[STATED TASK A]: Translate this sentence from the Pozieres memorial speech into French: "Goldy enlisted early and served at Gallipoli."
[STATED TASK B]: According to the Pozieres memorial speech, in which battalion did Alec and Goldy Raws serve at Pozieres and Mouquet Farm?
[STATED TASK C]: Please pick up the Pozieres memorial speech after its final sentence and carry it on.
───── SOURCE EXCERPT
We stand here at the memorial to our fallen soldiers to
remember.
To remember our loss and pay tribute to its legacy.
Unlike other forces, our soldiers were not forced to
march but chose to walk – an army of volunteers.
Pozieres was a bloody and brutal battle. A military
success - our soldiers captured the village and held it
but success came at a terrible cost. More Australians
were lost in eight weeks of fighting in France than
during 8 months on Gallipoli.
They volunteered to serve despite the risk, the
greatest risk of them all.
Two brothers, Goldy and Alec Raws, epitomise this
volunteer spirit.
Goldy enlisted early and served at Gallipoli.
When their father the Reverend John Raws discovered
that his other son Alec was also looking to enlist, he
wrote to him pleading to reconsider.
The Reverend was acutely aware of the toll war was
taking on other families back home.
Alec would hear nothing of it.
Writing to his father, he explained his decision
simply: “I do not think that I was ever a great man for
heroics but I do believe that there are some things
worth more than life.”
Both Alec and Goldy Raws would serve in the 23rd
Battalion here at Pozieres and Mouquet Farm.
On July 23, when the Australian forces moved on
Pozieres, Goldy Raws was amongst the first push as the
Australians captured the town.
A victory that allowed the British forces to also
make gains.
But the Australians were now a high and easy target
for German artillery.
The bombardment suffered by the Australians over the
next few days was some of the most severe of the entire
First World War.
──────────
───── SOURCE DATA
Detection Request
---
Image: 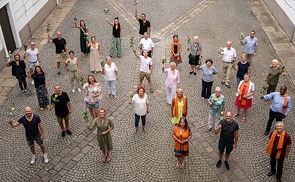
──────────
[EXERCISE ANSWER A]: Goldy s'est engagé tôt et a servi à Gallipoli.

[EXERCISE ANSWER B]: The 23rd Battalion.

[EXERCISE ANSWER C]:
Australia’s official historian Charles Bean described
it: “The shelling at Pozieres did not merely probe the
character and nerve; it laid them stark naked as no
other experience of the AIF ever did. In a single tour
of this battle, divisions were subjected to greater
stress than in the whole of the Gallipoli campaign.”
Australian men had volunteered to walk in to hell.
While many were blind to the reality of what they
would face, when they finally saw the horror they stared
it down with unbending resolve.
Alec arrived at Pozieres to join the fighting and his
brother on the 29 of July.
He could not wait to be reunited with Goldy, who he
had not seen since he had left for war more than a year
earlier.
Tragically the first news he heard of his brother was
he had been listed as missing in action the day before.
Like many in the first few days of the offensive,
Goldy could not be found and had not returned to the
trenches.
With his brother at the front of his mind, Alec along
with his fellow Australians would bear the full brunt of
the German guns in the next few days.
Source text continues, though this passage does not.